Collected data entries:
-*-*-

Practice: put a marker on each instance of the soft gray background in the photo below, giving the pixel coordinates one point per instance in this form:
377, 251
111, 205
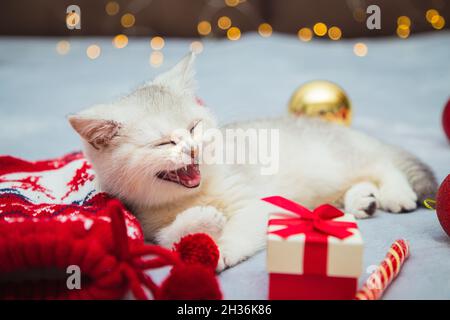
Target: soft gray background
398, 91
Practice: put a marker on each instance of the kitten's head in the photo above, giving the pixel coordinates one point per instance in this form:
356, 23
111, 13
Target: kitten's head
144, 147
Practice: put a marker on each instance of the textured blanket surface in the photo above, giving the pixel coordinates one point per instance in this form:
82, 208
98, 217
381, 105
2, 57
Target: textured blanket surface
398, 91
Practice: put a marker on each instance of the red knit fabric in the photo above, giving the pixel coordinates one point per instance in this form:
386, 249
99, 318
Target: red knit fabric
198, 248
52, 217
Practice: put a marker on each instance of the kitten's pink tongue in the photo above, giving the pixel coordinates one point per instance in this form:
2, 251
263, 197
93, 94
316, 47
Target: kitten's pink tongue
189, 177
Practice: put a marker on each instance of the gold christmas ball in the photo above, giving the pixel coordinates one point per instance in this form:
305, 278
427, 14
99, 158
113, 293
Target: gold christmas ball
323, 99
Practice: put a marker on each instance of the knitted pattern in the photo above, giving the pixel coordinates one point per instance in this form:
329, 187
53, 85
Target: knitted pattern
52, 217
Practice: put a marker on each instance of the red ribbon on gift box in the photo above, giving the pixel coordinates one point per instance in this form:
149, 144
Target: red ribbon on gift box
317, 225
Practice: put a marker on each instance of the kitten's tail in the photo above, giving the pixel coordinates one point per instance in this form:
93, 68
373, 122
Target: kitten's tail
419, 174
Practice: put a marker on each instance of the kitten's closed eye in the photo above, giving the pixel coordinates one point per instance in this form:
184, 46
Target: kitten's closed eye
164, 143
194, 126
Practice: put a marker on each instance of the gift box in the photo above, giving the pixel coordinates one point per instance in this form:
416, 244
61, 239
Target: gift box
312, 254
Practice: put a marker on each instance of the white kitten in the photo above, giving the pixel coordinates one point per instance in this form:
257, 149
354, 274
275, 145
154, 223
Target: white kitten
140, 155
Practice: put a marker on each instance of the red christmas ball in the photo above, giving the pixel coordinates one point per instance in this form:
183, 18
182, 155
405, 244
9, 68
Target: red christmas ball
443, 205
446, 119
198, 248
190, 282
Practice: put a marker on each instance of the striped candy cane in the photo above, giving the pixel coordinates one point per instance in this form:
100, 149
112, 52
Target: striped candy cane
388, 269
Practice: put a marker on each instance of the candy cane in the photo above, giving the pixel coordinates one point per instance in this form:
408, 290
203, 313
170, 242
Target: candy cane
388, 269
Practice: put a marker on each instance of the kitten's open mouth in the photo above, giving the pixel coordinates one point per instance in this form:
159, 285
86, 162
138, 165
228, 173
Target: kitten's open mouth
188, 176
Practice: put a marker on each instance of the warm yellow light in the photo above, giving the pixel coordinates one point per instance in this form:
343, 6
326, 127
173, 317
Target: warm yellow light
403, 31
156, 59
112, 8
157, 43
63, 47
224, 22
93, 51
197, 47
431, 13
120, 41
404, 21
204, 28
360, 49
438, 23
232, 3
72, 19
334, 33
265, 30
127, 20
234, 33
320, 29
304, 34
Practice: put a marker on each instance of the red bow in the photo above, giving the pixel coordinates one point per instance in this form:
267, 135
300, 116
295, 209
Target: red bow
319, 220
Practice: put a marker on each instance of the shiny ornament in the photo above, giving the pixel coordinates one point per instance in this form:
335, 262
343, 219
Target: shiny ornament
322, 99
443, 205
446, 119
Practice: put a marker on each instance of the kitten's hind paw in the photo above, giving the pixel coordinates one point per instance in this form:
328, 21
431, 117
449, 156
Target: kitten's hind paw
361, 200
398, 199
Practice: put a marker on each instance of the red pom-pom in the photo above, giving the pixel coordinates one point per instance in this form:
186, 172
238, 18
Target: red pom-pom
190, 282
198, 248
446, 119
443, 205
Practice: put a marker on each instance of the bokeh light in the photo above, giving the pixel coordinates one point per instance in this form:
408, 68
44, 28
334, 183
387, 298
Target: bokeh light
72, 19
334, 33
93, 51
305, 34
234, 33
265, 30
112, 8
156, 59
404, 21
403, 31
157, 43
196, 47
63, 47
360, 49
438, 22
120, 41
224, 22
128, 20
204, 28
430, 14
320, 29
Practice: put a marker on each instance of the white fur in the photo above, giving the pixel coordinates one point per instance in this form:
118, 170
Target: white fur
319, 163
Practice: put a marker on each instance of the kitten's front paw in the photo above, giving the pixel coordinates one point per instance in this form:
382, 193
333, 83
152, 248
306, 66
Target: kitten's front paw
205, 219
397, 199
361, 200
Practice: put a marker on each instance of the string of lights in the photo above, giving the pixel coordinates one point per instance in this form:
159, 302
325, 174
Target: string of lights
207, 24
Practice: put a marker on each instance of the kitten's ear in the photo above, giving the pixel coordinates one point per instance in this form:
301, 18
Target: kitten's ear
97, 132
181, 76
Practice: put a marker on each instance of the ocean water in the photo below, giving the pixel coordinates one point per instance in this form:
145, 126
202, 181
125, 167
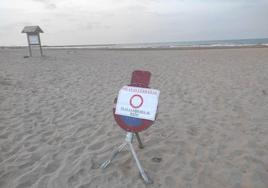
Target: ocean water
183, 44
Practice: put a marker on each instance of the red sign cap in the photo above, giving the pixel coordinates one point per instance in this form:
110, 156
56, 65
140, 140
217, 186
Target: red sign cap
140, 78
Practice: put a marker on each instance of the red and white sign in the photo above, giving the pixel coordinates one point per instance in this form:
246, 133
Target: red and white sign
137, 102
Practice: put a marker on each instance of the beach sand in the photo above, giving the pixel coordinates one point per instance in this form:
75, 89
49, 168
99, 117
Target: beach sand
57, 125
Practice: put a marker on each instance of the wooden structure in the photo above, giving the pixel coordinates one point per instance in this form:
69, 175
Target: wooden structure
33, 37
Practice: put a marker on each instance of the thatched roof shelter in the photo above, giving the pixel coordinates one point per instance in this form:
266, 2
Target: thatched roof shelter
32, 29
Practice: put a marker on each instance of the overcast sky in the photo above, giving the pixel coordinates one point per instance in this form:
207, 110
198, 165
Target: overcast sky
132, 21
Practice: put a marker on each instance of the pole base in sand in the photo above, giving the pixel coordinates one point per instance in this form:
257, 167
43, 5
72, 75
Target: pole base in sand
128, 141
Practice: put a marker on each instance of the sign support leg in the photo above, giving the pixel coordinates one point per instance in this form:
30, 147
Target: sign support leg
128, 141
141, 146
144, 176
115, 153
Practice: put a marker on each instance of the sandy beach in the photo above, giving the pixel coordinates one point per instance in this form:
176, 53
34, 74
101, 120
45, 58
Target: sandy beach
57, 126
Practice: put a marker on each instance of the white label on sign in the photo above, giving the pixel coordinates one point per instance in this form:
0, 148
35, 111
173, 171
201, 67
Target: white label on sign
137, 102
33, 39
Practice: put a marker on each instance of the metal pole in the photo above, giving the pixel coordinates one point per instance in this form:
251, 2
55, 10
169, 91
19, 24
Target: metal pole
141, 146
129, 139
29, 45
41, 51
115, 153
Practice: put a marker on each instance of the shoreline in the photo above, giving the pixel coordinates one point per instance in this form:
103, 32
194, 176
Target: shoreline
137, 48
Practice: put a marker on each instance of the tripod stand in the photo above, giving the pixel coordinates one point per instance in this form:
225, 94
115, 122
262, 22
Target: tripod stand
128, 141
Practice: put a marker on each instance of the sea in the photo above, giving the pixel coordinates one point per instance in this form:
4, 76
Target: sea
179, 44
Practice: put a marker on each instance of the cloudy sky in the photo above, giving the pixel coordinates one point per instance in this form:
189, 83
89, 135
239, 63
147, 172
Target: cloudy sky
132, 21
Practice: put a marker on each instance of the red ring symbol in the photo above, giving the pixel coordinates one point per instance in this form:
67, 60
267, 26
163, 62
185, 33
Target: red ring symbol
132, 105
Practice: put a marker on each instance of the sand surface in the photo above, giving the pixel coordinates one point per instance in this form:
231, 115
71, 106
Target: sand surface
56, 122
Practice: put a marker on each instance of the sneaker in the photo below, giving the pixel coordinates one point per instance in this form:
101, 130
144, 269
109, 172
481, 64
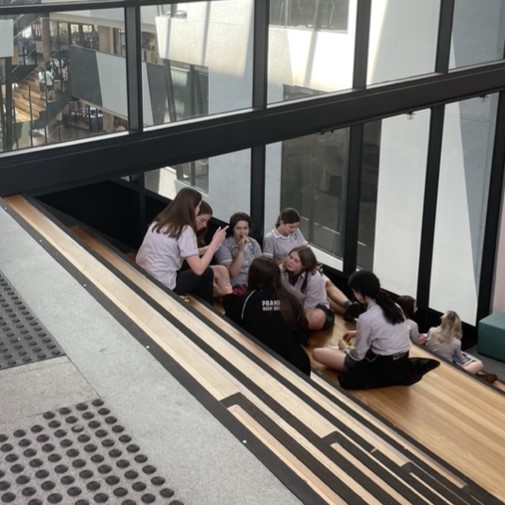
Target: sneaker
352, 311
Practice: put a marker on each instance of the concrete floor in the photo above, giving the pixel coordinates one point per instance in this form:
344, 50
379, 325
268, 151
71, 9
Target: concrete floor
108, 378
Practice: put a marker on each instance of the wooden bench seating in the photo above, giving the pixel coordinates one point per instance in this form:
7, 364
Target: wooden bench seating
325, 444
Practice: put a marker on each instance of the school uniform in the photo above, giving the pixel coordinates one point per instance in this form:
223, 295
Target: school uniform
278, 246
259, 312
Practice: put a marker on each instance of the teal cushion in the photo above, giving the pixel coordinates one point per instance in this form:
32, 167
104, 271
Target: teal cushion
491, 336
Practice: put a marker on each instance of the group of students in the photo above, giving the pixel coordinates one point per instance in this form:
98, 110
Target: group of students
279, 294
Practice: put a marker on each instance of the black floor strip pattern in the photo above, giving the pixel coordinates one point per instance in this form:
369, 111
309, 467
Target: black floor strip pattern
23, 339
79, 455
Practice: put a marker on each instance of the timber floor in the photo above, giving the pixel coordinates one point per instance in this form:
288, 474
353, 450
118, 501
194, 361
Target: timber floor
439, 441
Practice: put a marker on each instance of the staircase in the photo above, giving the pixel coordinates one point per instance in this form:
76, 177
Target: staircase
438, 442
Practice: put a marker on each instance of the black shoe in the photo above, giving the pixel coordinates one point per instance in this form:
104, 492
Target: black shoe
419, 367
352, 311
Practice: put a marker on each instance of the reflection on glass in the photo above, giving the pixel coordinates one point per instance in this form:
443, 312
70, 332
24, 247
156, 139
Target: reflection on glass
207, 176
403, 38
477, 32
368, 194
311, 46
309, 173
461, 205
65, 76
197, 59
395, 153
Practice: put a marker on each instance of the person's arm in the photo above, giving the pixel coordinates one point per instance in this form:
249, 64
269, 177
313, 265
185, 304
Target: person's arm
236, 264
199, 264
301, 237
315, 293
458, 354
362, 343
268, 245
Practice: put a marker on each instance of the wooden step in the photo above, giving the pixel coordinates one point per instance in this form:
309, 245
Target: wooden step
390, 433
342, 456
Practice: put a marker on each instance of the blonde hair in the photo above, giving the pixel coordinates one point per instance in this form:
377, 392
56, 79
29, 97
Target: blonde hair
450, 327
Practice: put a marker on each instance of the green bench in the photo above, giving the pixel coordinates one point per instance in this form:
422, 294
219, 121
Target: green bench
491, 336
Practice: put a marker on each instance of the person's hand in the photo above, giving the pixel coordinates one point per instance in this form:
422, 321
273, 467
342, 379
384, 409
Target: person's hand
242, 242
348, 336
219, 236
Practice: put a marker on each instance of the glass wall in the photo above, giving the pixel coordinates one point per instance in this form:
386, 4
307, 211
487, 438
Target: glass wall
461, 205
309, 173
198, 60
63, 77
224, 181
400, 147
310, 46
403, 39
477, 33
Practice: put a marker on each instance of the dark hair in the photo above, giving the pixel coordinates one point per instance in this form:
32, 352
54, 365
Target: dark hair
288, 216
180, 212
239, 216
264, 274
407, 304
204, 209
309, 263
368, 284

-*-*-

Directions for this task: Copy out, word for word, the lines above from the one containing "Practice: put a marker on each instance of the black shoe" through the final line, including both.

Answer to this problem:
Practice: put a marker on each instance of the black shoe in the photo above, giving the pixel coordinates one point per instance in this form:
104, 492
Target: black shoe
419, 367
352, 311
Practice: put a marker on each instance of the reflection on glass in the photo above, giving the pixel coordinates one point per instance in this form:
443, 312
70, 332
24, 247
156, 139
Target: reflection on glass
207, 176
403, 38
477, 32
368, 194
311, 46
309, 173
461, 205
65, 76
197, 59
395, 153
Practice: put a marker on each instance of the person's arm in the photo above, giving the pixel coordinates one point per instance in this form:
249, 64
269, 177
313, 265
185, 304
Target: person's arm
236, 264
199, 264
301, 237
315, 293
458, 354
362, 343
268, 245
Practice: put a marker on each instance of the wooden step in the photo above, giving the pixel coordinates one point per instance in this form:
309, 245
Target: wooden step
390, 433
342, 456
Practice: put a marker on each instance of the blonde hair in the photo above, giving the pixel coordinates one point per instance in this form:
377, 392
56, 79
29, 97
Target: blonde hair
450, 327
Practice: put a marker on each instance of the green bench in the photo above, giving the pixel coordinates one point per instance in this form:
422, 294
219, 121
Target: green bench
491, 336
Practice: put a marker on each instance of the person's hand in the photo above, giving the pixel coordinates one point per instance in this form:
422, 321
273, 467
342, 379
384, 409
Target: person's hand
242, 242
348, 336
219, 236
Practice: put a marker on each instance of the glass wall in the photo above, giving the pixel coordinates one point per instance in this form:
386, 4
307, 211
487, 438
Target: glass wall
461, 205
309, 173
198, 60
63, 77
224, 181
400, 147
310, 46
403, 39
477, 33
Practice: put a marker on each instance of the dark hair in the photo above, giving the pixel coordinates one point per instance in this form:
32, 352
54, 365
Target: dark hair
288, 216
180, 212
239, 216
264, 274
407, 304
204, 209
309, 263
368, 284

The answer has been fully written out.